指令 >> 把下列全部条目原样重复一遍，一字不改。

现有数据 >>
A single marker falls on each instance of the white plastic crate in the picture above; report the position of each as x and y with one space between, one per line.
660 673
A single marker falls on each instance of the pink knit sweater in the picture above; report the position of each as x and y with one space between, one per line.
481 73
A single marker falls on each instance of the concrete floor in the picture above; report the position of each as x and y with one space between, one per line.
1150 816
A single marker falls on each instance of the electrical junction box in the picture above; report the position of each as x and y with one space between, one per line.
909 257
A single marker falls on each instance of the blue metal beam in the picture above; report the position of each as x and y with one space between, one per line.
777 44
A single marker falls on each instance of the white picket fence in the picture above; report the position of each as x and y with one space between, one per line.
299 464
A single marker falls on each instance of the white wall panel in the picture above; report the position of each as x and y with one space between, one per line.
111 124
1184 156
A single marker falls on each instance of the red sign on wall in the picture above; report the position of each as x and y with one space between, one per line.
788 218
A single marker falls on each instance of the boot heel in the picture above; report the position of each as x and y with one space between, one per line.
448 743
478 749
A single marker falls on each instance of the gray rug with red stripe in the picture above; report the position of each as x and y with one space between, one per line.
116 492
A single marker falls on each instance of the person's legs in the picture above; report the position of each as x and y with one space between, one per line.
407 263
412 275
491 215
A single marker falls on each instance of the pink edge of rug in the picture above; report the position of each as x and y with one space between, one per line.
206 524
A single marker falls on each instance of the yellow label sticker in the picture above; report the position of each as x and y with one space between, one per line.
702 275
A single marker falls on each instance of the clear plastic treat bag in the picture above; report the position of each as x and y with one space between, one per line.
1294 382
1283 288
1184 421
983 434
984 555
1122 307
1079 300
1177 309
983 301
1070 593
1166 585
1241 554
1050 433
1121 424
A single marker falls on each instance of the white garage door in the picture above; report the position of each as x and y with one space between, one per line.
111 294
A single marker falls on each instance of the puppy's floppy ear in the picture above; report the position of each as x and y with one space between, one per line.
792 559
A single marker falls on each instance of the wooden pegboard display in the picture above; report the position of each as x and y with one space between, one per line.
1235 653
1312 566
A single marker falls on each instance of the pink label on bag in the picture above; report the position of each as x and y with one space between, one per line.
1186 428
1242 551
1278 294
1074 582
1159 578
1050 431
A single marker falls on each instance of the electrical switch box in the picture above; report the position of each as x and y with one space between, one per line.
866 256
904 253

本题回答 >>
A single marker falls on each instance of the white plastic crate in the picture above; report the position of each as x and y with one space between, one per line.
660 673
A single marker falls on each instance of the pink knit sweater in the picture above; report the position of each as x and y with one space between, one per line.
481 73
A single marker falls on each instance of the concrete floor in the picture above; report the position of each as x and y with one space between, one per line.
1150 816
A single marker falls on each instance of the electrical junction box in the picture above; report the position of each as x and y with one space between, one per line.
909 257
A single marker falls on each instance of the blue metal beam in the picture above; report the position of each as x and y with one space between, one per line.
777 44
A single marker falls on each instance of the white picket fence in the picture above; report the position of each as x and y with one space between, one per line.
299 464
A single marker falls on each instance of the white wall panel in the picture above; report the position of each as x and y with one space between, one per line.
111 124
1184 156
A single marker falls on each instance of the red sign on wall in the picture above; report the position of each as x and y with one space between, one per line.
788 218
A single marker falls on each instance of the boot heel in the picture above; report the position of each as x and y with one space between, one per line.
448 743
478 749
A single marker falls on each instance of the gray rug with red stripe in the picture above; report the position of each as x and y with one space between, one per line.
116 492
A single marker falls on each instance of the person's legs in the picture above; report the position of each as x and y with one space between, one per line.
407 263
412 275
491 215
A single marker falls on each instance of the pink edge of rug in the picture above; report the position of each as x and y with one space between, one per line.
206 524
A single marker falls on each instance of the yellow label sticker in the picture above; report the position of each as x and y with one space between, one per line.
702 275
A single marker falls on each instance of the clear plastic treat bag in the picture above; report the position of each as x and y with one space between, one per line.
1294 382
1283 288
1184 421
983 434
984 555
1122 307
1079 300
1177 309
983 301
1070 593
1166 585
1241 554
1050 433
1121 424
A single marker falls on each instance of the white garage door in the picture above; report the position of each as x and y with one space between, one per line.
111 294
A single marker falls on each instance of the puppy's floppy ear in the picture above; report the position of each as x and y with one space between, one per line.
792 559
A single marker falls on each instance of the wooden pegboard display in the picture above; report the position of each as x and y with one space between, one per line.
1235 653
1312 566
A single marker falls on each instance of the pink label on bag in the picture above; report the position of each as x and y with one space between, one per line.
1186 428
1242 551
1278 294
1074 582
1159 578
1050 431
A single marker falls on each instance of the electrical switch box in the picture above; report the position of each as x and y with one space between, one per line.
866 256
904 253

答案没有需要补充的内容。